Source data
****************

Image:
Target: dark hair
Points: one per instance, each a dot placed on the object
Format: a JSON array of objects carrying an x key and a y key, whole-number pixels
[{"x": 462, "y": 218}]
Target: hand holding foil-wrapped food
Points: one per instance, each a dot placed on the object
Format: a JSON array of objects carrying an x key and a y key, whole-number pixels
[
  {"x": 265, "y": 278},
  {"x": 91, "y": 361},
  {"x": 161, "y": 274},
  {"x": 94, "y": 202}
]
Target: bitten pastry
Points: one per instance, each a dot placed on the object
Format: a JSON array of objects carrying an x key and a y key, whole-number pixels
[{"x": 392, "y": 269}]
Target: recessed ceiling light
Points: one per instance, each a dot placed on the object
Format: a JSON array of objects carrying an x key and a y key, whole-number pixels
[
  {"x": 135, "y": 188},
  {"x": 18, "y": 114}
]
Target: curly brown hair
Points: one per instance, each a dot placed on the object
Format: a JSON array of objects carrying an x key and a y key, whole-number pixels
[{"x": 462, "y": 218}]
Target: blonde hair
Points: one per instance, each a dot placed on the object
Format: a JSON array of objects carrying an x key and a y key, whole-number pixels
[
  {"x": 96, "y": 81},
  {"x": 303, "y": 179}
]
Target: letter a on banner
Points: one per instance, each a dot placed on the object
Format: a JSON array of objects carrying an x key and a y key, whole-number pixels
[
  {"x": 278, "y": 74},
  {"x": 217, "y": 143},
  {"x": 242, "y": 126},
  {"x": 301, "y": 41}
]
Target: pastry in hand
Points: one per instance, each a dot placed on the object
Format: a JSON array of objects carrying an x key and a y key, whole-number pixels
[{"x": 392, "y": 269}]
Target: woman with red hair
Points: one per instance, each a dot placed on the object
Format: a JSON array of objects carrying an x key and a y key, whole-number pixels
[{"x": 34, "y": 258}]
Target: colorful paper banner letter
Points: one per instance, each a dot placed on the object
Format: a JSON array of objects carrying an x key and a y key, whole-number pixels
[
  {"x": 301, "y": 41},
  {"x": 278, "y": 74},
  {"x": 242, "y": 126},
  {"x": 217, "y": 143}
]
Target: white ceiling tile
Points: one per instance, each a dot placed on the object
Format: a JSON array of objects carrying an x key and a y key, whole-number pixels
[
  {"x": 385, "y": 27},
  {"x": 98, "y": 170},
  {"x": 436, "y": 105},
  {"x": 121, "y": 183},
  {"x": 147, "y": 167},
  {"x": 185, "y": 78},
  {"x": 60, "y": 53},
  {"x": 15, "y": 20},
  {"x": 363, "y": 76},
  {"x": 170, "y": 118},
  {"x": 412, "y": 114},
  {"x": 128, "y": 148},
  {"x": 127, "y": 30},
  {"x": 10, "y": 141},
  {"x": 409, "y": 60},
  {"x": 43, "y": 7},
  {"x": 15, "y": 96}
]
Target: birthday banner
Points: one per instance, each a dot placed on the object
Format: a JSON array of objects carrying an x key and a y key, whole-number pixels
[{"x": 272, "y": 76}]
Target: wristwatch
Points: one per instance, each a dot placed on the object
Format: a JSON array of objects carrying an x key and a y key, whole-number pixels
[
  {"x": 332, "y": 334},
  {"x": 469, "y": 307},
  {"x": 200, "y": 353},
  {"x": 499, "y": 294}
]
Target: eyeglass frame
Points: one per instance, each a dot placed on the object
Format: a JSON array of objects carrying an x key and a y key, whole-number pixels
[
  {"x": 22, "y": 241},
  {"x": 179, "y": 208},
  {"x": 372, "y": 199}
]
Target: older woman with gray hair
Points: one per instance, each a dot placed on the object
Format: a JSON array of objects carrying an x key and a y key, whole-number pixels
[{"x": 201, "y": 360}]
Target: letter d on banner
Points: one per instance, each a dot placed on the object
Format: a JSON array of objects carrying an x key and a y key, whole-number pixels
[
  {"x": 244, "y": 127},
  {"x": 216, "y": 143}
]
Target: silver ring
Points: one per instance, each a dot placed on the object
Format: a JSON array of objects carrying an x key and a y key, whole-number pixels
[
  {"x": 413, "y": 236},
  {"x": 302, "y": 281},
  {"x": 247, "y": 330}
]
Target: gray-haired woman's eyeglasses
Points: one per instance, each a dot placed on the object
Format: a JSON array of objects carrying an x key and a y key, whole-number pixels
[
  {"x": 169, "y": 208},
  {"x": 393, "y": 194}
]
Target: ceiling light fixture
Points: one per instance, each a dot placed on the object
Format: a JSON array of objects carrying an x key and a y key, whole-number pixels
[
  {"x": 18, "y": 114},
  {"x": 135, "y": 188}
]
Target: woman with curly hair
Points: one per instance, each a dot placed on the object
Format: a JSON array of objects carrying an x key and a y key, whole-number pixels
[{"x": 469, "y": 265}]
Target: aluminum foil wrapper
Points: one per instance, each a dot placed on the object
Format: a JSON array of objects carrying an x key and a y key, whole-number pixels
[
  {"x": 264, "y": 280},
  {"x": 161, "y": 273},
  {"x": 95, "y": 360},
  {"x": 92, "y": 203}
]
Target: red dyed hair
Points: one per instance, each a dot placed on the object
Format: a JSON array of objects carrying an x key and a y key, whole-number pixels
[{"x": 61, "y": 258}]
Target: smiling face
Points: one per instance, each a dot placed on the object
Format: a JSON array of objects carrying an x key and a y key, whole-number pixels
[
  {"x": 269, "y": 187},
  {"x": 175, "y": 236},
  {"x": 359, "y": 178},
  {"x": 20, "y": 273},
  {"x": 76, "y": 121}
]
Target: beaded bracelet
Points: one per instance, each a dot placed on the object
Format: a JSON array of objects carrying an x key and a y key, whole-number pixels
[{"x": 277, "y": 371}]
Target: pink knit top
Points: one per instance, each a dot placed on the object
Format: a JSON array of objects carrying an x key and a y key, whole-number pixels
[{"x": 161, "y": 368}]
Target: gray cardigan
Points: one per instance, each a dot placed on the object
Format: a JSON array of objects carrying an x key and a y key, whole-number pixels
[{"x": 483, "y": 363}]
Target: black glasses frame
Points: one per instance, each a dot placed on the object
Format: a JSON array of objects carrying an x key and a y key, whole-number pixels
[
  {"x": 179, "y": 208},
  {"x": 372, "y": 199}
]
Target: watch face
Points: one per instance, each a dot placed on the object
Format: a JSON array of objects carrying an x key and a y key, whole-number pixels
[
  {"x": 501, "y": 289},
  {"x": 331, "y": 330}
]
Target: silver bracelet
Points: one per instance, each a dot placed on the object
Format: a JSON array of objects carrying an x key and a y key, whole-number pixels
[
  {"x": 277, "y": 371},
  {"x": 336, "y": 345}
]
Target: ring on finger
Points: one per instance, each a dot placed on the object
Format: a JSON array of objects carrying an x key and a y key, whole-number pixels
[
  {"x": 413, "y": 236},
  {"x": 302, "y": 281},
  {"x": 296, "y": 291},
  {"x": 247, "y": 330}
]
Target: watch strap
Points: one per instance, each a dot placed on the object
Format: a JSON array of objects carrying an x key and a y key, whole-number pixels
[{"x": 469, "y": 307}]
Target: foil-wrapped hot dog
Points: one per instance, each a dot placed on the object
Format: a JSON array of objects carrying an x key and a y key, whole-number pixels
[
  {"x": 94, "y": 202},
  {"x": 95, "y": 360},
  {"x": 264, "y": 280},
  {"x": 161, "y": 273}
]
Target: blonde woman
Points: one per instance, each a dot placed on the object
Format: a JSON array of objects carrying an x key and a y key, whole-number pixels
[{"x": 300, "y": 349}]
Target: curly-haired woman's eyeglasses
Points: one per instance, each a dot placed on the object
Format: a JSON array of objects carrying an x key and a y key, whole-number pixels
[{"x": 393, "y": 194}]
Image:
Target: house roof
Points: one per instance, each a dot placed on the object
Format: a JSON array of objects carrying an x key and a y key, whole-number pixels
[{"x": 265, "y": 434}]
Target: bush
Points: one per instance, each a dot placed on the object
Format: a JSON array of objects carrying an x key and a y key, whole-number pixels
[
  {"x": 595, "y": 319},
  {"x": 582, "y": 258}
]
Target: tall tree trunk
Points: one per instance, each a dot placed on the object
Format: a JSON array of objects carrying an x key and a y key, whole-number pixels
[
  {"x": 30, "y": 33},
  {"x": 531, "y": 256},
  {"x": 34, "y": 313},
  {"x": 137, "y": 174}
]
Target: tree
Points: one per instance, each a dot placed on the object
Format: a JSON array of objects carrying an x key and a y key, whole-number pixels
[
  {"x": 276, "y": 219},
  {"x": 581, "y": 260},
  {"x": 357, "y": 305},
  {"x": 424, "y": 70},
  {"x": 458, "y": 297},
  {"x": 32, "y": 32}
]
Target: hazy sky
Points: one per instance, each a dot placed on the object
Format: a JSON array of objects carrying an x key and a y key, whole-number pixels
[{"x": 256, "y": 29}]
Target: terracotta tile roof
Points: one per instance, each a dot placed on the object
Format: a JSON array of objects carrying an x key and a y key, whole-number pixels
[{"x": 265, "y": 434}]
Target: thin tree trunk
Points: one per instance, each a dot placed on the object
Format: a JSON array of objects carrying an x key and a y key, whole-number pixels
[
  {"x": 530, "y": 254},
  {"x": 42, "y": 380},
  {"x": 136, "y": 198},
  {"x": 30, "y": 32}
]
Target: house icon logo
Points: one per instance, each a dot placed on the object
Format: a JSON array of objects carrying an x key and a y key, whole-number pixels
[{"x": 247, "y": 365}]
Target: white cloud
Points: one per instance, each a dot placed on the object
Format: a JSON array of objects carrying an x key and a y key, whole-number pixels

****************

▸ Prompt:
Copying word for word, give each line of the data above from the first one through the line containing "Target: hand holding foil-wrapped food", and nothing else.

▸ Task solution:
Image:
Target: dark hair
Points: one per instance, each a dot placed on the object
Format: a JSON array of objects carrying an x key and a y key, whole-number pixels
[{"x": 462, "y": 218}]
Target: hand holding foil-wrapped food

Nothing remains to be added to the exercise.